* **INSTRUCTIONS TO FOLLOW**
The expected output is a verbatim reprint of the lines from the beginning of the data that follows through the line that contains "Target: wooden barn".

┌──

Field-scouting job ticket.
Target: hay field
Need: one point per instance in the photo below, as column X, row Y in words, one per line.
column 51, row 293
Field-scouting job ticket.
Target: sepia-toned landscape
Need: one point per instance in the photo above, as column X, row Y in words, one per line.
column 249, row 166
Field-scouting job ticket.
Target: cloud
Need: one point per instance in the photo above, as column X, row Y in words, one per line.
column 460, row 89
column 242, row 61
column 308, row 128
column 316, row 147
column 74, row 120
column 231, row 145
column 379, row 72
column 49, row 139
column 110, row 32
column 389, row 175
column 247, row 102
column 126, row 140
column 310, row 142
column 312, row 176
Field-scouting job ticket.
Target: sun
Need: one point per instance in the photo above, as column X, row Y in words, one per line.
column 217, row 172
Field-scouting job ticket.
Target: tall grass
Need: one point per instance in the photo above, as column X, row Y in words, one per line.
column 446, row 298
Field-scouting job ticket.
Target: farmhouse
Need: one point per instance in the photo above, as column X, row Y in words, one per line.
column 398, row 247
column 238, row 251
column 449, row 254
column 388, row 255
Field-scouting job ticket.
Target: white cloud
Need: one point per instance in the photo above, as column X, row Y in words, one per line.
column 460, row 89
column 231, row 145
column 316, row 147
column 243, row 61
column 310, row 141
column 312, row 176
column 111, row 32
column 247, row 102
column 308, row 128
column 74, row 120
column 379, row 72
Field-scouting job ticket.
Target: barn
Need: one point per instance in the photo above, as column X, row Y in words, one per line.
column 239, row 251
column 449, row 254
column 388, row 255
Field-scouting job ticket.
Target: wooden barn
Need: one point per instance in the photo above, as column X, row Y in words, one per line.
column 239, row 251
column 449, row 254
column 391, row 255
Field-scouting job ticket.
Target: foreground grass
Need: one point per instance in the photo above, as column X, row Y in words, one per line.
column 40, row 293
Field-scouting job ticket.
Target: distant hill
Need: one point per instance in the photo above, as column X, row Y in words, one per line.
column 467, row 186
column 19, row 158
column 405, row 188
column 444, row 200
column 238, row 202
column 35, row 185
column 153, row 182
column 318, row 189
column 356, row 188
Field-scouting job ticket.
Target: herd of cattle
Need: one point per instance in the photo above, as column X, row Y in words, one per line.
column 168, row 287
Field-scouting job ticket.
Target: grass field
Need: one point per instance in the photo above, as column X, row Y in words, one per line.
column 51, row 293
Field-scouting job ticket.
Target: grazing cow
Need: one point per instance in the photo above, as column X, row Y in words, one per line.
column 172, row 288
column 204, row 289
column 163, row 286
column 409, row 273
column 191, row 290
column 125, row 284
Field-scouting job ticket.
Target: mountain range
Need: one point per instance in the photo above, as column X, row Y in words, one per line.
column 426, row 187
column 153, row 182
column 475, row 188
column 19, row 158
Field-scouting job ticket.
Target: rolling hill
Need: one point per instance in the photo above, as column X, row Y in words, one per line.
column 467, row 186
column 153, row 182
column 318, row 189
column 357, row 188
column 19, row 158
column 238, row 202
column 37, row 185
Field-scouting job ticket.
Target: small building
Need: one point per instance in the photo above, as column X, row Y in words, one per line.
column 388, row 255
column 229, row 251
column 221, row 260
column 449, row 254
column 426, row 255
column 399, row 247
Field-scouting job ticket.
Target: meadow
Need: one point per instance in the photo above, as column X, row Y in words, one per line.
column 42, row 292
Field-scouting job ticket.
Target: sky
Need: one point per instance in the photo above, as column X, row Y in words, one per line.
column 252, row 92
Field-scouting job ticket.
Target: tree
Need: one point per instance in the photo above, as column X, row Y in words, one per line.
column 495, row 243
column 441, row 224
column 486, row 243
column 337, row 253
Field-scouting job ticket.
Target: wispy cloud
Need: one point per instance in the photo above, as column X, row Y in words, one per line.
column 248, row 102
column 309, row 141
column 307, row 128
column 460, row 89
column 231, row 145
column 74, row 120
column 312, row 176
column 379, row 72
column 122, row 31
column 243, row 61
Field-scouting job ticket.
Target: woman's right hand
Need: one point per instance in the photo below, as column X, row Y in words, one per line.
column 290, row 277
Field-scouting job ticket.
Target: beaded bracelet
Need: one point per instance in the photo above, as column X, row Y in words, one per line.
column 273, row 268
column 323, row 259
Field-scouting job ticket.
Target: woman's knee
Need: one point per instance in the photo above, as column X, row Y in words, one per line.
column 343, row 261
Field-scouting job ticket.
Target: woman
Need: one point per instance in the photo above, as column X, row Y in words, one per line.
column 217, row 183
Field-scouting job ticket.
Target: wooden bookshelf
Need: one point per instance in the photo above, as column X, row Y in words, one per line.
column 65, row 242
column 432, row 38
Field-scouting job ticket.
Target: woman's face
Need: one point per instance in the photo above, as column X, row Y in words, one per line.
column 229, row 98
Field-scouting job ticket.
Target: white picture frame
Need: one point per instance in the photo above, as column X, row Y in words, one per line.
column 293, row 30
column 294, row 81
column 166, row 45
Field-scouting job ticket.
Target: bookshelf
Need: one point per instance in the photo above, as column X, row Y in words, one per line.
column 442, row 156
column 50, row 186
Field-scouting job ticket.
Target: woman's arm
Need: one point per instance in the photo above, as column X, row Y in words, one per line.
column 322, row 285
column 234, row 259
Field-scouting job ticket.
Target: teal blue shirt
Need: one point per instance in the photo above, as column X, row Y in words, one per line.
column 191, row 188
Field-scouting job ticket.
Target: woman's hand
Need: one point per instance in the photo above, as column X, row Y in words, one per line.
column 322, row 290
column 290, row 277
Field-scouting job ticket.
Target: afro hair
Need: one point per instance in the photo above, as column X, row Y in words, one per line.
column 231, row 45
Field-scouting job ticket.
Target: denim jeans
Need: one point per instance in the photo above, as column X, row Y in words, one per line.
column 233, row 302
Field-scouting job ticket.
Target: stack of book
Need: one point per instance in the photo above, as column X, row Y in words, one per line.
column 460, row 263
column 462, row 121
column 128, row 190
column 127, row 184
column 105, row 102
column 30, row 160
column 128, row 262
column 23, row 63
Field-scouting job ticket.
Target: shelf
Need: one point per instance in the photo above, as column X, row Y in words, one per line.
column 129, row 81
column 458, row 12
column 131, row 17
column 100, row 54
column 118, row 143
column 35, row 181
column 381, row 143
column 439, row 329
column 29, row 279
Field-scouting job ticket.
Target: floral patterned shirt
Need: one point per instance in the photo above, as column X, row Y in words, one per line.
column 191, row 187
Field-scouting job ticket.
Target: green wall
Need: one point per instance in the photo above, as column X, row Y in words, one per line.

└──

* **EXERCISE RESULT**
Field-scouting job ticket.
Target: hay field
Need: one point per instance in the photo below, as column X, row Y in words, one per line.
column 51, row 293
Field-scouting job ticket.
Target: sepia-toned landscape
Need: one point per instance in the photo above, as column X, row Y in words, one per line.
column 249, row 166
Field-scouting job ticket.
Target: cloud
Need: one point per instance in the photo above, as column X, row Y in words, one per line.
column 460, row 89
column 242, row 61
column 308, row 128
column 316, row 147
column 74, row 120
column 231, row 145
column 379, row 72
column 49, row 139
column 110, row 32
column 389, row 175
column 247, row 102
column 126, row 140
column 310, row 142
column 312, row 176
Field-scouting job ticket.
Target: sun
Need: one point per instance in the photo above, as column X, row Y in words, one per line.
column 217, row 172
Field-scouting job ticket.
Target: tall grass
Need: one point per instance in the photo above, as column X, row Y in words, one per line.
column 446, row 298
Field-scouting job ticket.
Target: farmhouse
Need: one point per instance in the photo above, as column X, row Y in words, one per line.
column 398, row 247
column 238, row 251
column 449, row 254
column 388, row 255
Field-scouting job ticket.
Target: white cloud
Need: one point per instance in the photo above, as column X, row Y in words, one per line.
column 460, row 89
column 231, row 145
column 316, row 147
column 243, row 61
column 310, row 141
column 312, row 176
column 111, row 32
column 247, row 102
column 308, row 128
column 74, row 120
column 379, row 72
Field-scouting job ticket.
Target: barn
Need: one point per instance in the photo above, as column X, row Y in words, one per line.
column 239, row 251
column 449, row 254
column 388, row 255
Field-scouting job ticket.
Target: wooden barn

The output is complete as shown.